» **Work to complete**
• A. Repeat the part of the Spanish Florida history that opens with the words containing "The English, also" and closes with "was not diminished.", swapping "looted" for "plundered".
• B. According to the Spanish Florida history, where did Tristan de Luna y Arellano establish his settlement?
• C. Based on the Spanish Florida history, do these statements agree with the text? Answer yes or no for each and quote the deciding words. (i) Menendez gave Fort Caroline a new name. (ii) Luna's colonizing efforts were abandoned after five years. (iii) Drake's attack on St. Augustine weakened Spanish control of Florida.

═════ Document extract ═════

Spanish Florida, 1559-1763
In 1559, Tristan de Luna y Arellano led an attempt by
Europeans to colonize Florida. He established a settlement
at Pensacola Bay, but a series of misfortunes caused his
efforts to be abandoned after two years.
Spain accelerated her plans for colonization, prompted
by French adventurers. Pedro Menendez de Aviles
hastened across the Atlantic, his sights set on removing
the French and creating a Spanish settlement. Menendez
arrived in 1565 at a place he called San Augustin
(St. Augustine) and established the first permanent European
settlement in what is now the United States. He accomplished
his goal of expelling the French, attacking and killing
all settlers except for non-combatants and Frenchmen who
professed belief in the Roman Catholic faith. Menendez
captured Fort Caroline and renamed it San Mateo. Their
pattern of constructing forts and Roman Catholic missions
continued. Spanish missions established among native people
soon extended across north Florida and as far north along
the Atlantic coast as the area that we now call South Carolina.
The English, also eager to exploit the wealth of the Americas,
increasingly came into conflict with Spain's expanding empire.
In 1586 the English captain Sir Francis Drake looted and
burned the tiny village of St. Augustine. However, Spanish
control of Florida was not diminished.

═════ Information given ═════

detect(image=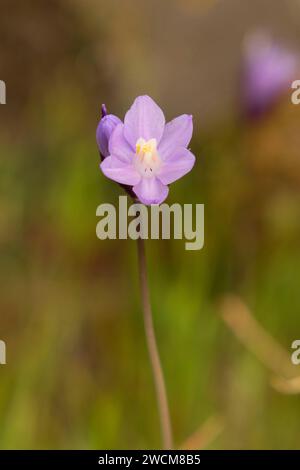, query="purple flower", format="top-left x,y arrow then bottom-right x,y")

═════
═════ Information given ═════

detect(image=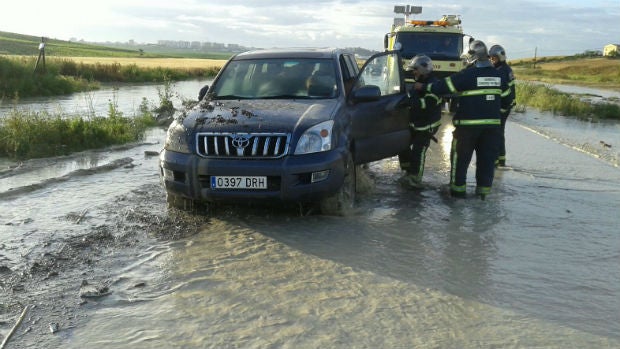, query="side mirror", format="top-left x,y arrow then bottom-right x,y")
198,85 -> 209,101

═════

» **Answers below**
• A.
The English, also eager to exploit the wealth of the Americas,
increasingly came into conflict with Spain's expanding empire.
In 1586 the English captain Sir Francis Drake plundered and
burned the tiny village of St. Augustine. However, Spanish
control of Florida was not diminished.

• B. At Pensacola Bay.

• C.
(i) Yes: "captured Fort Caroline and renamed it San Mateo"
(ii) No: "efforts to be abandoned after two years"
(iii) No: "Spanish control of Florida was not diminished"